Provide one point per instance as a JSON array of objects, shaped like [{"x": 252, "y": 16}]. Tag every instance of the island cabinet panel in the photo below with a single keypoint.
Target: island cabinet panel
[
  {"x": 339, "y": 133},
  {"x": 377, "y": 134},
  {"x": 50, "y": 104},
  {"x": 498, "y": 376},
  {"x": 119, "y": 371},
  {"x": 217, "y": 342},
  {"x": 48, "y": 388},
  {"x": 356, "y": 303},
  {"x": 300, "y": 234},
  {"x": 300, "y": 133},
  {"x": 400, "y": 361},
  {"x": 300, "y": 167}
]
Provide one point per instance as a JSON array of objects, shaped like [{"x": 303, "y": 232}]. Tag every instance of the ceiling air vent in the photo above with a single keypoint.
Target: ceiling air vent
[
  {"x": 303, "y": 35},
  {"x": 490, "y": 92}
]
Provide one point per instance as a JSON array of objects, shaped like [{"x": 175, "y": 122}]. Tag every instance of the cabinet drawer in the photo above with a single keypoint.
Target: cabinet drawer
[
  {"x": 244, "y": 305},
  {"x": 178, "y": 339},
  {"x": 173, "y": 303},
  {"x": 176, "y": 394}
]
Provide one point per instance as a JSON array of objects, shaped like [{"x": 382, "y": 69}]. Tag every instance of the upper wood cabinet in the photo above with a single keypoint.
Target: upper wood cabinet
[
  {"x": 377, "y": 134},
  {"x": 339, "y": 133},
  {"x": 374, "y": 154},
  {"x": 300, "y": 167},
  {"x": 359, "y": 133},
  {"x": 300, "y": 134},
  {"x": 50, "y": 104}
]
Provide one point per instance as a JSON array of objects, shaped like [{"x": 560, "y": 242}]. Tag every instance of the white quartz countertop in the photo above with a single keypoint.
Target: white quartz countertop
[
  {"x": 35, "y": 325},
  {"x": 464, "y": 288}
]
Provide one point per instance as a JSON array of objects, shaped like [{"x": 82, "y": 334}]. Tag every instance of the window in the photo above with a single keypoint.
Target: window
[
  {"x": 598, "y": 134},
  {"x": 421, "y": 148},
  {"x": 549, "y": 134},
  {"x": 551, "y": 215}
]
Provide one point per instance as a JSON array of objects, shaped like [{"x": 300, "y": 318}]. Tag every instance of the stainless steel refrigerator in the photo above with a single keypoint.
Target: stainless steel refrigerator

● **What you need to do**:
Search the entries for the word "instance". Copy every line where it occurs.

● **Exercise output**:
Provide one point per instance as a JSON array of objects, shaped like [{"x": 252, "y": 16}]. Tag every instance of the island cabinet panel in the photo below with a single keypoint.
Provide one point per instance as a JSON array of objects, shaped like [{"x": 303, "y": 232}]. Tag every instance of the ceiling air vent in the photo above with a single keypoint.
Provide one point per instance as a JSON array of objects, shaped like [{"x": 175, "y": 122}]. Tag every instance of the cabinet drawer in the photo above with a single keypoint.
Provide one point per instance as a JSON array of objects, shaped like [{"x": 382, "y": 69}]. Tag every instance of the upper wood cabinet in the photo above with a single keypoint.
Provide one point per instance as a JSON array of objects, shaped like [{"x": 560, "y": 242}]. Tag every instance of the white quartz countertop in the photo above with a single keypoint.
Provide one point per instance as a JSON array of objects, shaped like [{"x": 82, "y": 334}]. Tag every instance of the window in the photo above with a single keypoint.
Provide one point per instance as a JSON array of objects, shaped like [{"x": 300, "y": 318}]. Tag every instance of the stainless steel refrigerator in the photo above with a single keypoint.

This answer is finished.